*Exercise requirements*. Go through the records and copy each line where the word "below" occurs.

___ Data shown

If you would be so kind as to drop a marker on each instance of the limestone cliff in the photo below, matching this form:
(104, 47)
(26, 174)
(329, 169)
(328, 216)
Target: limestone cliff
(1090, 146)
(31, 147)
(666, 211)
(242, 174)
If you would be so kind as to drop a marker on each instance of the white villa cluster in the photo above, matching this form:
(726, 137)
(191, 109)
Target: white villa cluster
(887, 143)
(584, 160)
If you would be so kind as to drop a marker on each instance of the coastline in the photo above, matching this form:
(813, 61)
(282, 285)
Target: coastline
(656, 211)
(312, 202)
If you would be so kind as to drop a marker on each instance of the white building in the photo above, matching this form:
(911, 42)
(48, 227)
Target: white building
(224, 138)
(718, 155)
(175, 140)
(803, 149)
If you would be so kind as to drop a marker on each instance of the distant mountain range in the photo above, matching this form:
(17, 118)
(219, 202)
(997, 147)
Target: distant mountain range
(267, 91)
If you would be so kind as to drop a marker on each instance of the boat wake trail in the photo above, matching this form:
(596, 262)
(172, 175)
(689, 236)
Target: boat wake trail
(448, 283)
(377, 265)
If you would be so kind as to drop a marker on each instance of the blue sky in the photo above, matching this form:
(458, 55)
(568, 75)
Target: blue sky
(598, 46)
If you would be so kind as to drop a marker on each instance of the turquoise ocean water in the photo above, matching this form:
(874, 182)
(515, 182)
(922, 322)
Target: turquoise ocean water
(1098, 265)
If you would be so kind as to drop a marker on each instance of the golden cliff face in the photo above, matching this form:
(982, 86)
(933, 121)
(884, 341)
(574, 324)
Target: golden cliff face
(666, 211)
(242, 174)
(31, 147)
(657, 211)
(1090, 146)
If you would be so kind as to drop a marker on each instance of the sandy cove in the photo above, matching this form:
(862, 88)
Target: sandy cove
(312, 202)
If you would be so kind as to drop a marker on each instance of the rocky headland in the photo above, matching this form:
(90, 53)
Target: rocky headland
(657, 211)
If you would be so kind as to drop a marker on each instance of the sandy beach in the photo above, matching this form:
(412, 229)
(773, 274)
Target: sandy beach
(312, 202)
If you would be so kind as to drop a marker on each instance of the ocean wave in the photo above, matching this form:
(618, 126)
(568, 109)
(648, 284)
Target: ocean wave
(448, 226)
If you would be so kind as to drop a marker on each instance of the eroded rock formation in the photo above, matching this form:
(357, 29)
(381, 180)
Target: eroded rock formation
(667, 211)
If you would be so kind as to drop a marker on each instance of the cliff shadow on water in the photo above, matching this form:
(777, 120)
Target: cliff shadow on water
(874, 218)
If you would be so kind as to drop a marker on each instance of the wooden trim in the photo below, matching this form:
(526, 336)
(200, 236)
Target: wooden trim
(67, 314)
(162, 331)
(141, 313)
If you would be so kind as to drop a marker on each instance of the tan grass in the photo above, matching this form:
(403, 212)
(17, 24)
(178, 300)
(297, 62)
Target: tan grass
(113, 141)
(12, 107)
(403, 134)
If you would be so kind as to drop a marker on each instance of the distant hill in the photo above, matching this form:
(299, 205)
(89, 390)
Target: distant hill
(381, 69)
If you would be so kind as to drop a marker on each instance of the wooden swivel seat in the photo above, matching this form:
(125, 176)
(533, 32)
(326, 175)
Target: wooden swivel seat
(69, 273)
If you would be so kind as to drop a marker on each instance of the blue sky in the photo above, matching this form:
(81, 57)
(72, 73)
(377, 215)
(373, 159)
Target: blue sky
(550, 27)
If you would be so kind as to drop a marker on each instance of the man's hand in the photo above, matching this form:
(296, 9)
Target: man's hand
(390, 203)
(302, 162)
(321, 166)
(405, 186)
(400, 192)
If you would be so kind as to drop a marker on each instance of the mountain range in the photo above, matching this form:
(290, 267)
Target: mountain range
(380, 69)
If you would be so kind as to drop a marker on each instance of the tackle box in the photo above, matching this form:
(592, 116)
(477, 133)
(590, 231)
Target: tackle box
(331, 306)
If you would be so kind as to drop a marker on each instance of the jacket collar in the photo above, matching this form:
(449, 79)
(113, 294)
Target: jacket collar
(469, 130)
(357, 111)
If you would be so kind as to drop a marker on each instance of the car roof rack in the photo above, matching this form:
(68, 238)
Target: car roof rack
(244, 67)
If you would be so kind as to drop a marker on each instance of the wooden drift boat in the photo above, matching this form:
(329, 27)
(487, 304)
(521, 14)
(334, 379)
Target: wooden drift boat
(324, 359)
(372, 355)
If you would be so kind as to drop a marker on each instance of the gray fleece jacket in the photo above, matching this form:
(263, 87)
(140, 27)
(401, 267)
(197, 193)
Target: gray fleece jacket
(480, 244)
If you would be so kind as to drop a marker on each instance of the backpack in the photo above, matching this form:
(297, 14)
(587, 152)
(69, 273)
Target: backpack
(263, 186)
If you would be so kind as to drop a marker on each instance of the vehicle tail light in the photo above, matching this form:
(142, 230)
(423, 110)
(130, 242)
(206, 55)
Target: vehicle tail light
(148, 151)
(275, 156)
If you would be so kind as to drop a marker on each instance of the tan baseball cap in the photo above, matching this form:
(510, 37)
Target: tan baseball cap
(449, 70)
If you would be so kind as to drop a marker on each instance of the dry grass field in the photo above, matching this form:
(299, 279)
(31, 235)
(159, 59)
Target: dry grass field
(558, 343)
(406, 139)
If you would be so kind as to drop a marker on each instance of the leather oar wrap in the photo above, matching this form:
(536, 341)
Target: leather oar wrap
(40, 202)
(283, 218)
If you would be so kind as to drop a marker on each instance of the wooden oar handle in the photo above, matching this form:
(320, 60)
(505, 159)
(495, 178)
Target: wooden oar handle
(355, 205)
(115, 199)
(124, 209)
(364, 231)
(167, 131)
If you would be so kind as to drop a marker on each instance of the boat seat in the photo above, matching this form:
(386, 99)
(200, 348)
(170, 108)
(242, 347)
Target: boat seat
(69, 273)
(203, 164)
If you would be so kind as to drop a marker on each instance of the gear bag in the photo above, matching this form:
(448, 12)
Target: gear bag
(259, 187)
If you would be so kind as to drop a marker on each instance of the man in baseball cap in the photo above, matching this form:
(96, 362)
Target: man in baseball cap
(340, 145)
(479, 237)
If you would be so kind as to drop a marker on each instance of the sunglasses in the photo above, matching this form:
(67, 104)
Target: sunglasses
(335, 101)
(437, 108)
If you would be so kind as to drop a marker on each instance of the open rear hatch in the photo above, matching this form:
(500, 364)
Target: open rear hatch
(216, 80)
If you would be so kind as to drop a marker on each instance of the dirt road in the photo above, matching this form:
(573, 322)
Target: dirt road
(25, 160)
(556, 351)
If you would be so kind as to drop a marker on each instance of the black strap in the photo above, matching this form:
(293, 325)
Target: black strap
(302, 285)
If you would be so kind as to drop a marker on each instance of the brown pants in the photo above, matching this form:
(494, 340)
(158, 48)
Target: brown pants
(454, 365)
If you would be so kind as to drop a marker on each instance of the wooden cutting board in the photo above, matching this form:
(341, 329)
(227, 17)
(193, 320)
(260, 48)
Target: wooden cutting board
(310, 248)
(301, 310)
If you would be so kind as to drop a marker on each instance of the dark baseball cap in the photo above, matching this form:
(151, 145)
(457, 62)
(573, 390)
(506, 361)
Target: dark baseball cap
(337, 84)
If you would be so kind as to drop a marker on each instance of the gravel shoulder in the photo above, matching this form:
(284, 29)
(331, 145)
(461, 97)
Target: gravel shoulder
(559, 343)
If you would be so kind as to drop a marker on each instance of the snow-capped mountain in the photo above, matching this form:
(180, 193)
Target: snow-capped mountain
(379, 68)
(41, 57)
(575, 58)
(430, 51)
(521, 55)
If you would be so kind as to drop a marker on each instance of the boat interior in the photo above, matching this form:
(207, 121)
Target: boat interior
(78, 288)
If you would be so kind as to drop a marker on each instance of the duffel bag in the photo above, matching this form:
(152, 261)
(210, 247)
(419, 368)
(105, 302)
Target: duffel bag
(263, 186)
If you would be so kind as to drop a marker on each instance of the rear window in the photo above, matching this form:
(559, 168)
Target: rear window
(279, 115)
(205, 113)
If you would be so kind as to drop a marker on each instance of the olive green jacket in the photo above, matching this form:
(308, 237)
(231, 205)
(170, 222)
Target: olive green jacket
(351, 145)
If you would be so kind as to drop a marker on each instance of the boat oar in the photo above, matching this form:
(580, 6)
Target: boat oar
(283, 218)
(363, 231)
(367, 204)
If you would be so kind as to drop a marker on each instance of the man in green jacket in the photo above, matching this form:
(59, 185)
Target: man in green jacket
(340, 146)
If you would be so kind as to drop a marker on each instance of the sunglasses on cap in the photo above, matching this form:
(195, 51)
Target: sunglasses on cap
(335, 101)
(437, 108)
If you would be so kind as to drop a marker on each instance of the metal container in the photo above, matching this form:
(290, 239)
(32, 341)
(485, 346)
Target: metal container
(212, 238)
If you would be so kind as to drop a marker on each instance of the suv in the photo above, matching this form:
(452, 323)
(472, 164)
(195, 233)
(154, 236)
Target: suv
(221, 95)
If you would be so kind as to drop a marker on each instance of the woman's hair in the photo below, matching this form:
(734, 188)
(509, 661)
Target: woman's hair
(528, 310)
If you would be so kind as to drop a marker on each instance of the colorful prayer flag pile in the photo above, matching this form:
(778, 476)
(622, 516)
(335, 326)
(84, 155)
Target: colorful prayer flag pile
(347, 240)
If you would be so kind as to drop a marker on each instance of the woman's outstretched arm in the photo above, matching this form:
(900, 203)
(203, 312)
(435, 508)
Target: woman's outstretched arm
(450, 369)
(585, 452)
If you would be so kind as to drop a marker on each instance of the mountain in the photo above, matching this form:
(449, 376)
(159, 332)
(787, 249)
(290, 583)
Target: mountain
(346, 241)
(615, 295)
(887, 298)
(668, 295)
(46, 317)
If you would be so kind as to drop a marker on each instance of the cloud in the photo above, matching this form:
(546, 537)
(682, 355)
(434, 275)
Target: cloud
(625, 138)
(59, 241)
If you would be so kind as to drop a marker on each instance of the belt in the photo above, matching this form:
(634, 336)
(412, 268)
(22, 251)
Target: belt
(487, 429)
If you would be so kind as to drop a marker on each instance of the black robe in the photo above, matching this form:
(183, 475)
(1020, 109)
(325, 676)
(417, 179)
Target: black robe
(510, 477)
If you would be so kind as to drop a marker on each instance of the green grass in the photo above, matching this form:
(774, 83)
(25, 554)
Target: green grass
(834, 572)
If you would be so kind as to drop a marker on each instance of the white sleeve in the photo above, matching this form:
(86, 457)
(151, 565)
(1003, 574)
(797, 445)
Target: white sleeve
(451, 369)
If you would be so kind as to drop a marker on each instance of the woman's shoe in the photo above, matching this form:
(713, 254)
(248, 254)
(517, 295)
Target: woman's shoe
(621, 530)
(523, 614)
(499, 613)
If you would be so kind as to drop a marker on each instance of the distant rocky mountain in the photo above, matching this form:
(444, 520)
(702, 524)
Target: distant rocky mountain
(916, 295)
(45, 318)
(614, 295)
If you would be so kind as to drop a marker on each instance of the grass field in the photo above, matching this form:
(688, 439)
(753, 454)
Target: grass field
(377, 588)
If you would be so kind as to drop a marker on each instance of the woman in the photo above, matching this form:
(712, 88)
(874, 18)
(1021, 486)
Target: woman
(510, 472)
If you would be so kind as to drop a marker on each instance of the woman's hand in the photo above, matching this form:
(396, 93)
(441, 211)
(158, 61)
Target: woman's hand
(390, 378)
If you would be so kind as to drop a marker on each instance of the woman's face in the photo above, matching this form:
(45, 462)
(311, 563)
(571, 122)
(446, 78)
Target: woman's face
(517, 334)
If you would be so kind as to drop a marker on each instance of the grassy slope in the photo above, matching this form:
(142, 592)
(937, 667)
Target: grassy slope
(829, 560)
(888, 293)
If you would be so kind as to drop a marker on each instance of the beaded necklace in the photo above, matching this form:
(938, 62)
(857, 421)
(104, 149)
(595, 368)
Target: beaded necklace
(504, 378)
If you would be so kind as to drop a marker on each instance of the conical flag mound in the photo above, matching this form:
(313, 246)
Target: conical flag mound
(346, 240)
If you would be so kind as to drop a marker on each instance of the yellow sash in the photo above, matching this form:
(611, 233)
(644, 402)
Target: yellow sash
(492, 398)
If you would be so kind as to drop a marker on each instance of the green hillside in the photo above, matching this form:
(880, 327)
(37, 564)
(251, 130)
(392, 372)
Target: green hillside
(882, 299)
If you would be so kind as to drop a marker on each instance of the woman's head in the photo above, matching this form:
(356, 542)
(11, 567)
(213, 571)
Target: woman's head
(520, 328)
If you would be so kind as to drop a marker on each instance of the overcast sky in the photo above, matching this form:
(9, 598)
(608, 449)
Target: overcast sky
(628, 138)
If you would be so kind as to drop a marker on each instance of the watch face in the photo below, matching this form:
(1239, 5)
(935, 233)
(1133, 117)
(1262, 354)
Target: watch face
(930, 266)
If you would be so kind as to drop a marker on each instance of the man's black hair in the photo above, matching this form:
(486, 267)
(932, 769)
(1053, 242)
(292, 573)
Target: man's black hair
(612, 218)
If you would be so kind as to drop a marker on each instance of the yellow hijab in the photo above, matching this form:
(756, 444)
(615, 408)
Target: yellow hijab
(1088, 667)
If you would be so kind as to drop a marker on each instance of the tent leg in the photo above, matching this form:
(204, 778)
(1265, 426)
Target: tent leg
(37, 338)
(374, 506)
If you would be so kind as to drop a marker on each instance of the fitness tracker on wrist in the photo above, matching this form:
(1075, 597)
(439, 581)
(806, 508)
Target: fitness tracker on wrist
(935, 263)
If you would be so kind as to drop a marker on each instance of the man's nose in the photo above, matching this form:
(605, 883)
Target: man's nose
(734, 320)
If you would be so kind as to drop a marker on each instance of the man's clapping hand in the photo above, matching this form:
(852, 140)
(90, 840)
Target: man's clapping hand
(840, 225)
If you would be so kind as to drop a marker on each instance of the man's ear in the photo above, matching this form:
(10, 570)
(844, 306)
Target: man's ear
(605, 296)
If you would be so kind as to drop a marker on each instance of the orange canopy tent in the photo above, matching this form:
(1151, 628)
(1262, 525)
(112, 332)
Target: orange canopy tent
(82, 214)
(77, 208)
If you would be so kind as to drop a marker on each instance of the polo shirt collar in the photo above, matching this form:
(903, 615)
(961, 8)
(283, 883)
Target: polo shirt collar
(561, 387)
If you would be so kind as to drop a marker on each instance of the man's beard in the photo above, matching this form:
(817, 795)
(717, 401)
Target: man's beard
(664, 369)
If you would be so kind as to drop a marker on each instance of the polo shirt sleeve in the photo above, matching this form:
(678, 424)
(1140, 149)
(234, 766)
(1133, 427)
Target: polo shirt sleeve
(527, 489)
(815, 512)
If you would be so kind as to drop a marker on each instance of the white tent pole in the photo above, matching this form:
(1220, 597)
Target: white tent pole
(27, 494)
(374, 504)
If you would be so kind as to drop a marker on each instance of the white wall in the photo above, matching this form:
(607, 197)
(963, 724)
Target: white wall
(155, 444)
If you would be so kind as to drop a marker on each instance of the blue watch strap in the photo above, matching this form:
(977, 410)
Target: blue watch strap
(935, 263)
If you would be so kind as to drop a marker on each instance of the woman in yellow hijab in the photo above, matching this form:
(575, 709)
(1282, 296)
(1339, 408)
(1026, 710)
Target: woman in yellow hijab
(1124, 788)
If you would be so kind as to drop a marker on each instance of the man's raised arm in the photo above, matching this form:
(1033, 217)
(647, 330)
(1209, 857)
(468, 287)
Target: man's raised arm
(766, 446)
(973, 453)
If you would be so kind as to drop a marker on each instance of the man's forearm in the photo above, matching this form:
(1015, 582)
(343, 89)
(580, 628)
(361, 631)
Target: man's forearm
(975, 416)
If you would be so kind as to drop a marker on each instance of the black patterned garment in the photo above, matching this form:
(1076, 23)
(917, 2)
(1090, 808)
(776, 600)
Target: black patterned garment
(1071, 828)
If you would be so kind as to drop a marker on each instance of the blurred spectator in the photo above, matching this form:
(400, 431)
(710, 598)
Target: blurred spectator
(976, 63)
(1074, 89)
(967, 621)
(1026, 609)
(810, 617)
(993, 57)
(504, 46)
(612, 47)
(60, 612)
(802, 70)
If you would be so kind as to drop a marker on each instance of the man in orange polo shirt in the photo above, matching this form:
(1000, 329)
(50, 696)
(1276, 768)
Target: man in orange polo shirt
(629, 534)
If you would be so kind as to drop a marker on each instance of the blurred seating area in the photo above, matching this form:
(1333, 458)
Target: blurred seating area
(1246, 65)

______

*Exercise output*.
If you would be so kind as to drop a marker on each instance of the limestone cliff in the photo below, matching this form:
If you would be so kind as to drop a marker on each instance of the wooden trim in the photo below, matching this form:
If you would be so kind as to drop a marker on each instance of the woman's hair in the photo below, matching this form:
If you would be so kind as to drop a marker on each instance of the watch face in the photo below, matching this form:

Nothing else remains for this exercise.